▶ _PROMPT_
Can you reproduce the part of the listing that opens with the line containing "Question: In the picture above, for every instance of the gray" and closes with the line containing "281), (202, 350)]", with "thickest part" swapped for "widest part" throughout and nothing else changed?

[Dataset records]
******************************

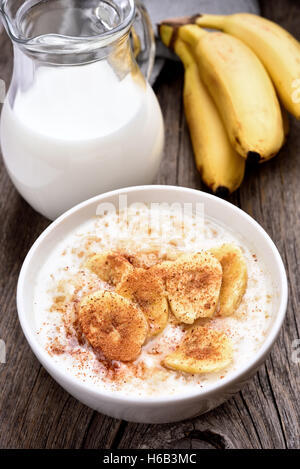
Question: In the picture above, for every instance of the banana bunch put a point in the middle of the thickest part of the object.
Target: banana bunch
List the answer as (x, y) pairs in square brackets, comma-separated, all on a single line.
[(233, 80)]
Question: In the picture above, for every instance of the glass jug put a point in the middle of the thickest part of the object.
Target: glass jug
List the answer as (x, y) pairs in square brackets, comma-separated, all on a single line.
[(79, 117)]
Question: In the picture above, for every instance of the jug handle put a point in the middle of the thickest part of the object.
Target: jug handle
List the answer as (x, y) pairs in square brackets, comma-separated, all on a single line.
[(142, 40)]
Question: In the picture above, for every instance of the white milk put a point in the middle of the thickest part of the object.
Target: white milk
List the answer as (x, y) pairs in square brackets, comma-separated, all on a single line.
[(78, 131), (64, 272)]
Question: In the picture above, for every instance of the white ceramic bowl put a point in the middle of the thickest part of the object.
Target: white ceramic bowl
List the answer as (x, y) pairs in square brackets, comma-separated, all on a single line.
[(153, 409)]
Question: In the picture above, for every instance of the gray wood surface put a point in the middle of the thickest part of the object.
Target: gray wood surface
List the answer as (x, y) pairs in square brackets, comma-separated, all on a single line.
[(36, 413)]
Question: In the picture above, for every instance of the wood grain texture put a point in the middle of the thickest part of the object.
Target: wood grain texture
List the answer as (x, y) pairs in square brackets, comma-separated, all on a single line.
[(36, 413)]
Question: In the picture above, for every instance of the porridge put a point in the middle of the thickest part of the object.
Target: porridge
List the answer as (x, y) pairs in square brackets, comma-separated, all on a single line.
[(131, 307)]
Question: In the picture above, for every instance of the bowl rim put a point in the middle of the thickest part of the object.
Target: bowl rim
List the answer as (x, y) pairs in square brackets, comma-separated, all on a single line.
[(120, 396)]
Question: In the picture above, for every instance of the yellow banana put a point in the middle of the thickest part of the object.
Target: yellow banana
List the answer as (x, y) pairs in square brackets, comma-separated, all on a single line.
[(278, 50), (241, 89), (220, 166)]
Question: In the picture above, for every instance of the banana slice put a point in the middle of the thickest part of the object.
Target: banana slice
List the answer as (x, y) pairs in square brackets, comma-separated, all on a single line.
[(113, 324), (147, 290), (193, 285), (109, 266), (234, 281), (202, 350)]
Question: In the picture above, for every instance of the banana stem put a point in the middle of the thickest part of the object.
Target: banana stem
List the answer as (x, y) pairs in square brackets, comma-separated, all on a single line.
[(211, 21)]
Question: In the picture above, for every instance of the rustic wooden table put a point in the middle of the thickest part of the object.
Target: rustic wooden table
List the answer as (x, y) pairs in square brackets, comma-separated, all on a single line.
[(37, 413)]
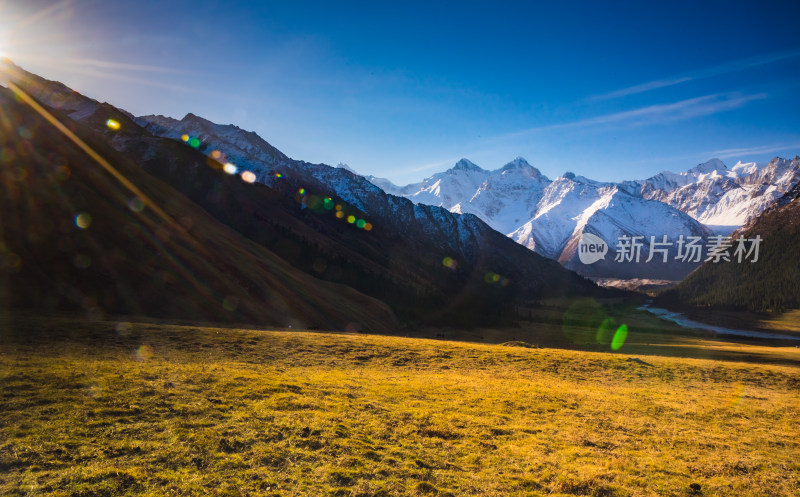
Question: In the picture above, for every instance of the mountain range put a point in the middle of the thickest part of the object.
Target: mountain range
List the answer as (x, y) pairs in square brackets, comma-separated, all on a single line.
[(550, 216), (305, 236), (771, 284)]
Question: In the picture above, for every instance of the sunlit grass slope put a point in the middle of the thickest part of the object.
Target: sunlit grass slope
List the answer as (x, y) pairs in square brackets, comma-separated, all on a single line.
[(112, 409)]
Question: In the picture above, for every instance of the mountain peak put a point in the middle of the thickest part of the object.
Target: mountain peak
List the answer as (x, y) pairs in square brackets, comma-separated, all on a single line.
[(344, 166), (517, 163), (709, 166), (466, 165)]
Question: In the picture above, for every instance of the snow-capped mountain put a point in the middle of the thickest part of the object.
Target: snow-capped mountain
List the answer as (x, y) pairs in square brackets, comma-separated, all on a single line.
[(549, 217), (722, 198)]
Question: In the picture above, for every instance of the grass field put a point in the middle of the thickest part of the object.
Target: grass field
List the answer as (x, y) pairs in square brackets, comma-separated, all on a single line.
[(109, 408)]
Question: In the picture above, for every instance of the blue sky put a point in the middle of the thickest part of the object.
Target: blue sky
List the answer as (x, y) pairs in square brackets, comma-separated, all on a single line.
[(609, 90)]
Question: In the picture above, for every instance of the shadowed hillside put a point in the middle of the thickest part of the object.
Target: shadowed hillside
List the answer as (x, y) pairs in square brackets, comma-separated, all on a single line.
[(770, 284), (429, 265), (73, 237)]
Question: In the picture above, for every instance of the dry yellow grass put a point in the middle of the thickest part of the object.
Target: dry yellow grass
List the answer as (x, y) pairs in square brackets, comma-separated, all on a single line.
[(102, 409)]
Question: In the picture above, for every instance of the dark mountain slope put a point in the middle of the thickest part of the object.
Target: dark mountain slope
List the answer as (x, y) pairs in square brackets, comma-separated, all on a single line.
[(71, 237), (399, 261), (770, 284)]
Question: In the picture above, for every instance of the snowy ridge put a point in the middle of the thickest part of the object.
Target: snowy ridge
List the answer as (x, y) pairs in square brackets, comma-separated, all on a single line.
[(550, 216)]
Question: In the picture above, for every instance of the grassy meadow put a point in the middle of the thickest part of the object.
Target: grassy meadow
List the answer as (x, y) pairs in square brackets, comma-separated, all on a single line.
[(112, 408)]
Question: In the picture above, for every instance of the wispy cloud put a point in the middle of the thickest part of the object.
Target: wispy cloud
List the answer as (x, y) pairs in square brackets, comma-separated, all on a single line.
[(103, 64), (632, 90), (718, 70), (656, 114), (739, 153), (743, 152)]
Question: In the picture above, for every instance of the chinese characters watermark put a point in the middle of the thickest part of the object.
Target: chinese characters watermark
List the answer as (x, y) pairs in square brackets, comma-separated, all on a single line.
[(694, 249)]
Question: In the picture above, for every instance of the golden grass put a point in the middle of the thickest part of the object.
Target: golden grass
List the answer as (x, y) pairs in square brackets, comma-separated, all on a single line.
[(98, 409)]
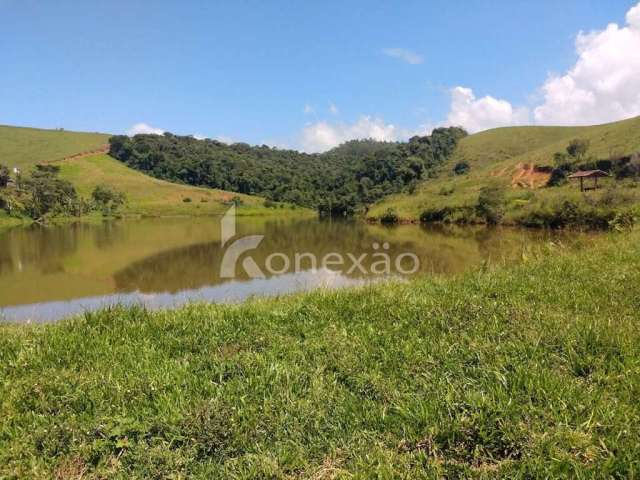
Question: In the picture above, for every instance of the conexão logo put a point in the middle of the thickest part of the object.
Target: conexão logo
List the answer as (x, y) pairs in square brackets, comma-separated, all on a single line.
[(278, 263)]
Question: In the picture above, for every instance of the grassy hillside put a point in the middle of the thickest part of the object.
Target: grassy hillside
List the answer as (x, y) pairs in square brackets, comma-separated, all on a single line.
[(24, 147), (147, 195), (507, 156), (528, 372)]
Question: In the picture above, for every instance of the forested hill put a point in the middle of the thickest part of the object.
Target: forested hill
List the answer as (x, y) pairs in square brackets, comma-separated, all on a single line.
[(349, 177)]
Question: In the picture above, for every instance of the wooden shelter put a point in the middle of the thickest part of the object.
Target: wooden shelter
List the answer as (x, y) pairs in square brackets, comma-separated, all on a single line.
[(595, 174)]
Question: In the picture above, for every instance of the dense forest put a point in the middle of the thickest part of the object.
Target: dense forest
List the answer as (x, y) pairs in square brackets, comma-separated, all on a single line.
[(338, 182)]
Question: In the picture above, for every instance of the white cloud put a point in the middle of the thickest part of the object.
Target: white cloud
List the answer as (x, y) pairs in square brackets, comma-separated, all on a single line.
[(322, 136), (405, 55), (476, 114), (144, 128), (603, 85)]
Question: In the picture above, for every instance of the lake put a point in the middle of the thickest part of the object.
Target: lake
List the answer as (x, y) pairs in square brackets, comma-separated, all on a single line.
[(49, 273)]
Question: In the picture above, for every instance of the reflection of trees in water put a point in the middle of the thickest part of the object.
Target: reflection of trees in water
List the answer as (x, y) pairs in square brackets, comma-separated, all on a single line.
[(41, 247), (441, 250), (108, 233)]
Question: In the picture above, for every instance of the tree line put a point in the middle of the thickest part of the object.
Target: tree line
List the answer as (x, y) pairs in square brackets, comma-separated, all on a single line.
[(341, 181), (42, 194)]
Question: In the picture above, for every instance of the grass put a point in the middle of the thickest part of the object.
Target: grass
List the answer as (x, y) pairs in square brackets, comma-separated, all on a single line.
[(531, 371), (495, 156), (153, 197), (25, 147)]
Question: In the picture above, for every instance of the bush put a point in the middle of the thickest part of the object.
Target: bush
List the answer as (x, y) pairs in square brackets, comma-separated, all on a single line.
[(558, 177), (490, 206), (389, 217), (446, 191), (4, 176), (434, 215), (461, 168), (48, 194), (107, 199)]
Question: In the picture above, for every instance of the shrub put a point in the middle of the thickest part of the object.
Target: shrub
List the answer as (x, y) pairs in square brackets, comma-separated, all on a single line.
[(4, 176), (107, 199), (558, 177), (433, 215), (461, 168), (446, 191), (389, 217), (622, 221), (490, 206), (49, 194)]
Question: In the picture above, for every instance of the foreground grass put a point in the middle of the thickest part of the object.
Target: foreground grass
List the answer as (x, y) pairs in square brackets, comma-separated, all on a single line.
[(532, 371)]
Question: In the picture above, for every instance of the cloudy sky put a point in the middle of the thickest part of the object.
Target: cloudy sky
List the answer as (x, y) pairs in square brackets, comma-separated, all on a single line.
[(310, 75)]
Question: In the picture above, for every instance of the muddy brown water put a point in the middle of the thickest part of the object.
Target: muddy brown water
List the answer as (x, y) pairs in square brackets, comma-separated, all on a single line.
[(50, 273)]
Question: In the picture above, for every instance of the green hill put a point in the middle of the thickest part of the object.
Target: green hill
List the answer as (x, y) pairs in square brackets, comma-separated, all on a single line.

******************************

▶ _ANSWER TO THE TASK_
Question: In the picture above, for every instance of the gray wood surface put a point in the middle of the widest part of the object.
Target: gray wood surface
List the answer as (x, y) pairs in square brackets, comma-separated, all on a single line.
[(36, 413)]
Question: In the picture above, for every instance of the wood grain texture put a point in the middle of the widest part of the object.
Target: wood grain texture
List the answer as (x, y) pairs in square brackets, comma-separated, all on a single line.
[(36, 413)]
Question: In the picture above, for every instance of the porridge put a point in the middle of the widest part of the object.
Target: porridge
List the answer as (x, y) pairs in square brackets, comma-separated, all on a single line.
[(131, 307)]
Question: In the picture above, for every instance of the bowl rim put a point in the middle of the widest part of the object.
Target: bowl rim
List the answer as (x, y) pairs in square brackets, comma-separated, all on a single line.
[(120, 396)]
Question: In the picture above, for every instance of the yellow banana put a point in the middle of the widest part of the object.
Target: yellow banana
List the answer as (x, y) pairs in square brackets, comma-separated, all on a single line.
[(278, 50), (241, 89), (220, 166)]
Question: In the picture above, for every instance of the banana slice put a point in the middle of the widest part of the object.
Target: banana slice
List the answer as (x, y) pairs in square brackets, comma-separated, all on a single line.
[(113, 324), (147, 290), (193, 285), (109, 266), (234, 281), (202, 350)]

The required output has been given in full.